> [Required work] Write out each record below exactly, without pictures.

> [Material provided]
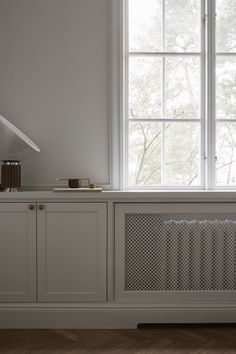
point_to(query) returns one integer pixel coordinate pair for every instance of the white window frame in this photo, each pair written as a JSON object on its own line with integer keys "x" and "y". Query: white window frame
{"x": 119, "y": 95}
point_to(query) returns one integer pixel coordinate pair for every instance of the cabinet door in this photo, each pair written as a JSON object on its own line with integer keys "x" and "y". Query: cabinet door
{"x": 17, "y": 252}
{"x": 72, "y": 252}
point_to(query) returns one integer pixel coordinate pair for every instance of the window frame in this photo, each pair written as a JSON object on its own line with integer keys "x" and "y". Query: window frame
{"x": 119, "y": 85}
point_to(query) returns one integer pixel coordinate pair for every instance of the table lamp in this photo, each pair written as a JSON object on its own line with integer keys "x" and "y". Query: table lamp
{"x": 14, "y": 147}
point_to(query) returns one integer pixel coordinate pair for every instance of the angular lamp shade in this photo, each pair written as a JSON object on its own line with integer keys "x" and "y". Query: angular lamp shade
{"x": 14, "y": 145}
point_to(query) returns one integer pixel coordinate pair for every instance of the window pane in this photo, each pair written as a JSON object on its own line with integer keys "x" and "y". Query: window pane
{"x": 144, "y": 153}
{"x": 144, "y": 87}
{"x": 182, "y": 20}
{"x": 145, "y": 25}
{"x": 226, "y": 88}
{"x": 182, "y": 163}
{"x": 182, "y": 87}
{"x": 226, "y": 154}
{"x": 226, "y": 26}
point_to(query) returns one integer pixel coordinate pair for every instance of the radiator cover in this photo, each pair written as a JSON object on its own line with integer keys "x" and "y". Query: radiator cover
{"x": 179, "y": 252}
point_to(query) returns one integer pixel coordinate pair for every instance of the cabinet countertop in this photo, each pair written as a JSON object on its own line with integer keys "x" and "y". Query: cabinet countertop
{"x": 120, "y": 196}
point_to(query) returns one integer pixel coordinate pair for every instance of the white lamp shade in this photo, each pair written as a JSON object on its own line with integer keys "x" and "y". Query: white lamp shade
{"x": 14, "y": 145}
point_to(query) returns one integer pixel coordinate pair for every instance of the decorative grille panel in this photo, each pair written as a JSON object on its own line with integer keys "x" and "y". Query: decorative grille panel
{"x": 179, "y": 252}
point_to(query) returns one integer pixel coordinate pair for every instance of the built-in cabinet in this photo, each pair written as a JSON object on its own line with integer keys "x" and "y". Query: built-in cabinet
{"x": 17, "y": 252}
{"x": 57, "y": 248}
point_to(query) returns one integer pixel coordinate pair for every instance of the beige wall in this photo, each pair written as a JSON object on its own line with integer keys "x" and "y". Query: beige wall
{"x": 54, "y": 84}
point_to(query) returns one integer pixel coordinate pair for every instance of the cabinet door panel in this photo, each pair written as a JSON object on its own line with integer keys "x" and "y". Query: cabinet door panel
{"x": 17, "y": 253}
{"x": 72, "y": 252}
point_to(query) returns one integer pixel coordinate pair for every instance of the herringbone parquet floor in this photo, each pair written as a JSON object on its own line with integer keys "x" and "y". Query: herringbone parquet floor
{"x": 168, "y": 340}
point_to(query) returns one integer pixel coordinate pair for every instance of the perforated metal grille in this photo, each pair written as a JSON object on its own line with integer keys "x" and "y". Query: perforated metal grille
{"x": 176, "y": 252}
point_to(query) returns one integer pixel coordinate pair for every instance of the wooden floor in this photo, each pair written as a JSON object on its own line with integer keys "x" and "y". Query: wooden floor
{"x": 185, "y": 339}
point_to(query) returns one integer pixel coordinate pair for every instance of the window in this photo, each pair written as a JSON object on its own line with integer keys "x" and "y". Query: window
{"x": 180, "y": 94}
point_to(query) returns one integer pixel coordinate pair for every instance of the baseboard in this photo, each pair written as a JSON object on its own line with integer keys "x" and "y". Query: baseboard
{"x": 109, "y": 318}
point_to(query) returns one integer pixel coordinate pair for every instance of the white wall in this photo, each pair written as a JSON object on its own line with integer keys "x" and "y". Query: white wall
{"x": 54, "y": 85}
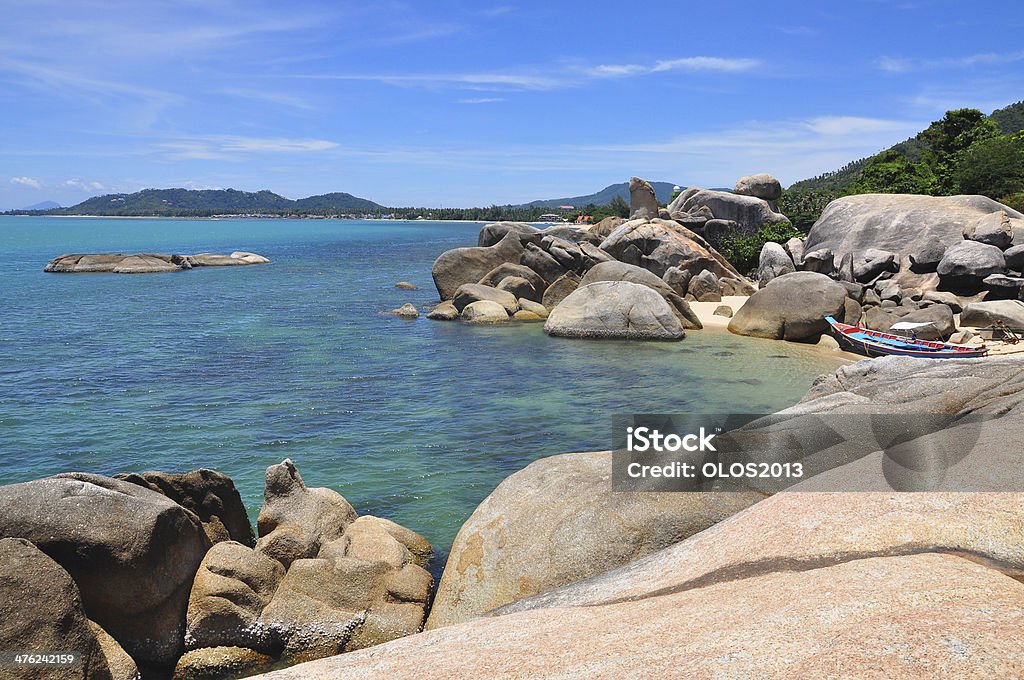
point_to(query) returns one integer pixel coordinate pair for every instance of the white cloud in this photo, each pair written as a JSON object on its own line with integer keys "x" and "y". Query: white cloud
{"x": 31, "y": 182}
{"x": 899, "y": 65}
{"x": 229, "y": 147}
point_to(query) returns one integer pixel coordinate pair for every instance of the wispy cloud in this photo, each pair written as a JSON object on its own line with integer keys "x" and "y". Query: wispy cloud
{"x": 900, "y": 65}
{"x": 550, "y": 79}
{"x": 31, "y": 182}
{"x": 230, "y": 147}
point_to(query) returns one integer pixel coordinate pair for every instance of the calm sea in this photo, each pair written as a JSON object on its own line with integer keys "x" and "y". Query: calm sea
{"x": 236, "y": 369}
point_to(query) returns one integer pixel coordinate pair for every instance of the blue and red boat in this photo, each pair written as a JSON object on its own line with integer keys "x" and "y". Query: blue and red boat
{"x": 876, "y": 343}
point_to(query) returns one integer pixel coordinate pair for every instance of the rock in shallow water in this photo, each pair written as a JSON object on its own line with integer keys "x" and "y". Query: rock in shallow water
{"x": 615, "y": 309}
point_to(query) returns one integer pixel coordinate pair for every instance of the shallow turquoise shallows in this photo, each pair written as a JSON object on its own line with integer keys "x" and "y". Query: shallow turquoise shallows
{"x": 238, "y": 368}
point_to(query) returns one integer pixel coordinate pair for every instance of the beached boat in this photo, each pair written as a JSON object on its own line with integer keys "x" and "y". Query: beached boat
{"x": 876, "y": 343}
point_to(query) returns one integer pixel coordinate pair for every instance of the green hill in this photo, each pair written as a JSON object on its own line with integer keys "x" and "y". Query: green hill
{"x": 845, "y": 180}
{"x": 662, "y": 189}
{"x": 198, "y": 203}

> [Completed exercise]
point_to(query) returns one integer pixel coordinate pair for every instance of the white window frame in this photo, each pair written as a JSON object on its own line with integer keys "x" and "y". Query: white window frame
{"x": 119, "y": 95}
point_to(query) returns one integer pixel coordinate pair for every instance of the cabinet door in this photo, each pair written as a JSON object on its own line with integer keys "x" and "y". Query: cabinet door
{"x": 17, "y": 252}
{"x": 72, "y": 252}
point_to(query) returns one integer pixel coordinate pair for every instance of the window frame in this photo, each pair written as a JSON object on its own line with integer keys "x" and "y". Query: window frame
{"x": 119, "y": 85}
point_to(query) returns one integer pixel coordinate pair for every instance of the table lamp in this photo, each pair written as a JSON object on its own line with integer keys "x" and "y". Query: table lamp
{"x": 14, "y": 147}
point_to(query) returns one integer pixel coordinate pair for every instance of the angular lamp shade in this photo, each pair written as a JSON object on its own line with integer keys "x" and "y". Query: angular lamp shade
{"x": 14, "y": 145}
point_to(query) returns one integer pixel coordinate pair for every instance of the window pane in this photo, each pair written as a JSON object on its own line with integer keys "x" and "y". Query: window pane
{"x": 144, "y": 153}
{"x": 144, "y": 87}
{"x": 182, "y": 20}
{"x": 145, "y": 25}
{"x": 226, "y": 88}
{"x": 182, "y": 163}
{"x": 182, "y": 87}
{"x": 226, "y": 154}
{"x": 226, "y": 26}
point_to(query) returns one integer pixel coordinate pair for every instance of the radiator cover in this photo, each pair written as a JSON object on its own line with integer keys "x" and "y". Query: radiator cover
{"x": 179, "y": 252}
point_to(query) returns one integer pixel coordinate pair for every instance of the cabinet countertop in this photo, each pair written as a JSON object on its own line with integer keys "x" and "y". Query: cabinet countertop
{"x": 120, "y": 196}
point_to(query) returns one integer pixel coordinate pair for every instance of the white lamp shade in this photo, each pair written as a JSON object on its own line with integer keys "x" and "y". Query: white lamp shade
{"x": 14, "y": 145}
point_to(query) returns one integer pixel coordinate pair for every instance of the decorative grille panel in this photo, each pair written as a JSON object on its own line with integer keys "x" and "y". Query: decorative grille panel
{"x": 179, "y": 252}
point_to(query) returns one integer pixel coordinate pair for every instance of the built-in cabinet in this photo, each pair written as a JSON object on its own line with integer keys "x" and "y". Query: built-in cabinet
{"x": 17, "y": 252}
{"x": 57, "y": 248}
point_to(query) returns one integer pixel coordinate pair for every instance of the beige wall in this photo, each pair written as a JSON object on its own line with integer keys "x" and "y". Query: beige wall
{"x": 54, "y": 84}
point_to(query) returns one integer pixel coordinate pair for every instance of the cabinet door panel in this photo, each pair written as a JSON object on its own line with integer keys "x" and "y". Query: cabinet door panel
{"x": 17, "y": 253}
{"x": 72, "y": 252}
point_to(query) returns one integer pixel coordinate pair for every instance of the herringbone parquet floor in this photo, each pair written as a JSON object on its own line with integer keys "x" and "y". Query: herringbone parquet floor
{"x": 168, "y": 340}
point_to(query) returns one integer pixel coordinate pair for every instance of the perforated metal grille in this photo, each pair written as a JSON object on its own line with integer keys "x" and "y". Query: perforated metal grille
{"x": 176, "y": 252}
point_to(query) returns one integer pixel coordinate pair for every instance of the wooden floor in this photo, each pair written as a JSON object on its own line with integer keys "x" and "y". Query: wooden floor
{"x": 185, "y": 339}
point_to(query) returns one integer pixel coordinate pair for every instance of the window in this photo, each pair written as a JSON object on its own line with integer keys "x" and "y". Query: window
{"x": 180, "y": 94}
point_to(query) returns one integer pixel coordinate pair for every instance of the baseboard in this photo, each pair written as a JSON object on its own line with integer keys "x" and "y". Query: baseboard
{"x": 109, "y": 318}
point_to(query) returns one integer pixel coordinate pair for every instance of the white wall in this photo, each pair written as a JSON object on its own line with integer keys "x" and "y". Query: white wall
{"x": 54, "y": 85}
point_to(query) returns one integer pixel coordinate pair for every instance of the white cloud in this photo, each pair written as a JSON object on its own line with integer keys "x" and "y". Query: white cloud
{"x": 31, "y": 182}
{"x": 899, "y": 65}
{"x": 229, "y": 147}
point_to(query) returns one integer pixel coordinate pair for every instance of the wispy cloud in this photo, each pair written as a JSON object on its own line with integer keys "x" and "y". Query: wispy cloud
{"x": 900, "y": 65}
{"x": 550, "y": 79}
{"x": 31, "y": 182}
{"x": 230, "y": 147}
point_to(query) returns one integer pixel coordinate pair for every instance of the calm sea in this photo, each pair written as a JSON object on its own line with integer keys "x" and "y". Query: calm sea
{"x": 236, "y": 369}
point_to(query) returns one integer pixel coordinate pair for every instance of the blue and red boat in this photo, each pair written as a JSON object on its own line with integer keys "x" and "y". Query: blue and red boat
{"x": 876, "y": 343}
point_to(query) returns one integer pixel coordinate pair for every instance of the rock in shallow water in this photo, each pair written as a JSON object on its own line with integer keys "x" and "y". Query: rock in shallow water
{"x": 615, "y": 309}
point_to(query) returns one integer pixel coordinate pair for every instance of the shallow turquoise shallows in this photo, each pair written as a JSON object on its own line with integer keys "x" and "y". Query: shallow turquoise shallows
{"x": 238, "y": 368}
point_to(query) returns one integer pixel coordinate pair for every instance of the beached boat in this photo, each pair written as a JSON object on its own line with integer keys "x" and "y". Query: beached boat
{"x": 876, "y": 343}
point_to(query) returns one integer pixel coordinate pair for every instance of the green hill in this photo, each pair written as a JSON object on its own line with integer keys "x" and "y". Query: green hill
{"x": 845, "y": 180}
{"x": 662, "y": 189}
{"x": 198, "y": 203}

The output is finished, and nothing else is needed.